WHAT THE TASK ASKS:
Quote the listing in full, exactly as given, minus any pictures.

MATERIAL SUPPLIED:

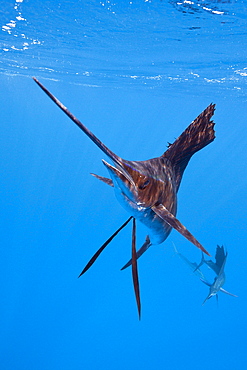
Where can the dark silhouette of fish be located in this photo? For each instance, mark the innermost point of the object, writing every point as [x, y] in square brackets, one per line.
[218, 267]
[148, 189]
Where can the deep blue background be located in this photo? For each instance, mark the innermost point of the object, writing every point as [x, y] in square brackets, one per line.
[136, 74]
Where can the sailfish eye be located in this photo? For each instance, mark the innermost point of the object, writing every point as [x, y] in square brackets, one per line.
[144, 185]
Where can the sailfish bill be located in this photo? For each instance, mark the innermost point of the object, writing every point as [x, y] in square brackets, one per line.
[148, 189]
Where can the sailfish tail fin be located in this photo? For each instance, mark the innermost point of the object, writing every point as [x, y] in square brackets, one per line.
[197, 135]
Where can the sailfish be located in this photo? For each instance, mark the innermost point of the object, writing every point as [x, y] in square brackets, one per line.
[148, 189]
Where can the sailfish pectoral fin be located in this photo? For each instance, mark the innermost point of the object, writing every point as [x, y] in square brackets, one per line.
[135, 270]
[168, 217]
[104, 179]
[100, 250]
[143, 249]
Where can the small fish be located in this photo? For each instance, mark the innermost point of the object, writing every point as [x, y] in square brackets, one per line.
[193, 265]
[148, 189]
[219, 280]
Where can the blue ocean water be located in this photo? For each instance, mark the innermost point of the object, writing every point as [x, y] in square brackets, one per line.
[136, 73]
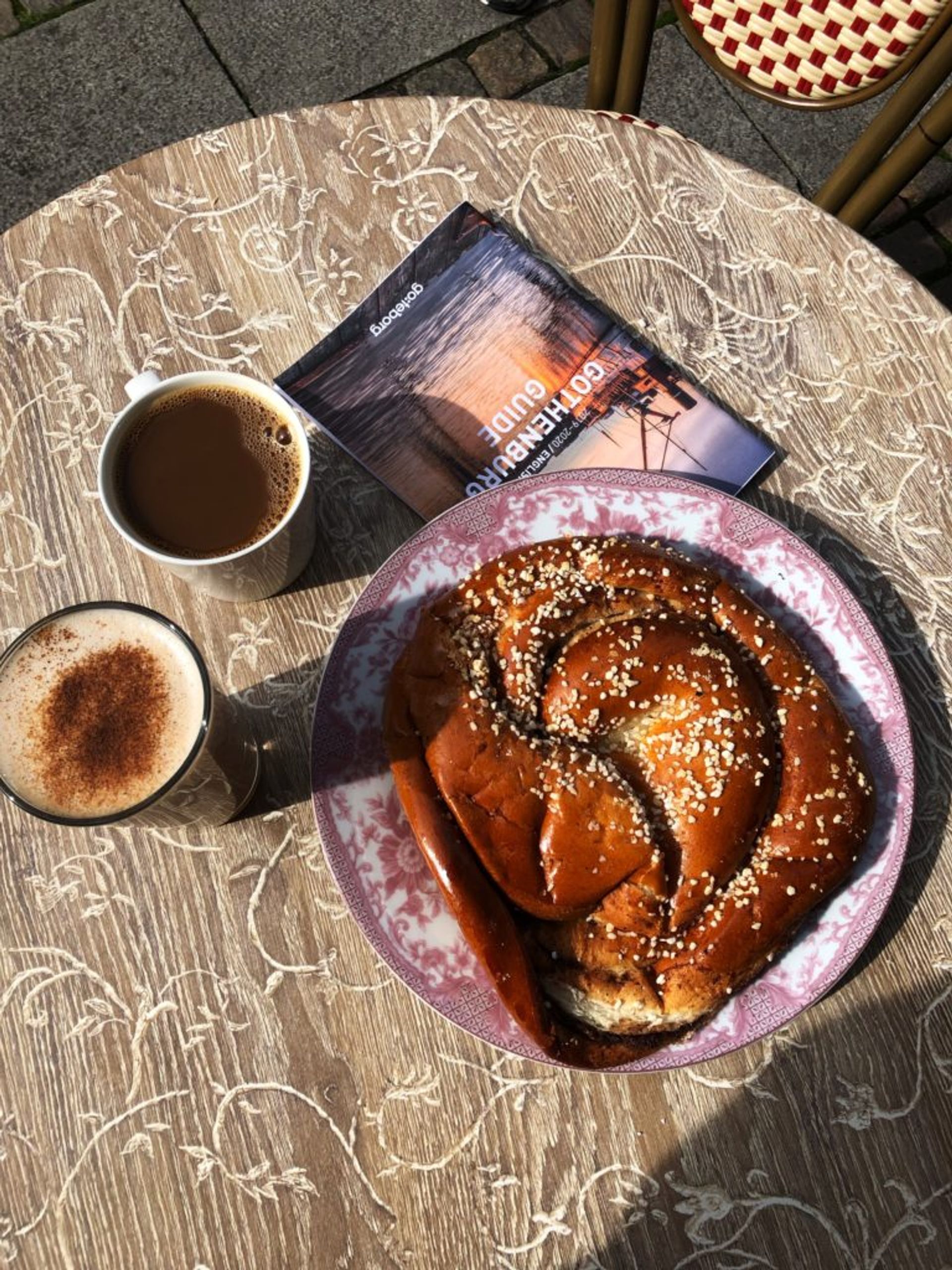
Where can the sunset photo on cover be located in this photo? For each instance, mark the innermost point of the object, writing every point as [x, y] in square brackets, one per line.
[476, 362]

RESPONSE:
Where can the dark silhouette of fish be located in this photo? For each instance, mark the innermost point of the object, writing every point as [x, y] in square brackets, one per line.
[218, 267]
[148, 189]
Where can the deep blue background be located in this photo? For each instance, mark the innermost point of the object, writing every point as [x, y] in square brackets, one per line.
[136, 74]
Where can the sailfish eye be located in this photo? For each instance, mark the innermost point of the object, writing every point as [x, y] in square brackets, one per line.
[144, 185]
Where can the sailfish bill be located in this photo? For each instance, mark the innermost point of the object, writing every point as [x, y] in square brackets, one per line.
[148, 189]
Where can the sailfish tail fin be located in this photo? For each instance, mark the innermost point of the object, writing every point as [x, y] in square brackets, one per line.
[197, 135]
Where can the sailfish be located in this photo? For each instance, mark the innermost point of the object, writing every point as [x, y] in square brackets, one per line.
[148, 189]
Where can the sailfish pectoral fin be located in this photo? For each instance, mark the innermost point of the object, writing every point as [x, y] in square brackets, one per line.
[135, 270]
[168, 217]
[104, 179]
[100, 250]
[143, 249]
Where can the small fish be located in this photo? For each instance, mark the innermost point of the object, writing every point as [x, y] in square brackets, one per line.
[193, 265]
[148, 189]
[219, 280]
Where can the blue ocean water be located in this photo? For each instance, mark the innermost point of the object, writing every point as [x, y] in square brackets, one per line.
[136, 73]
Where can the sunset photo on cover be located in this photo? For each instance, mark the innermost point of the object, writing every point as [x, y] in square brackets, one per line.
[476, 362]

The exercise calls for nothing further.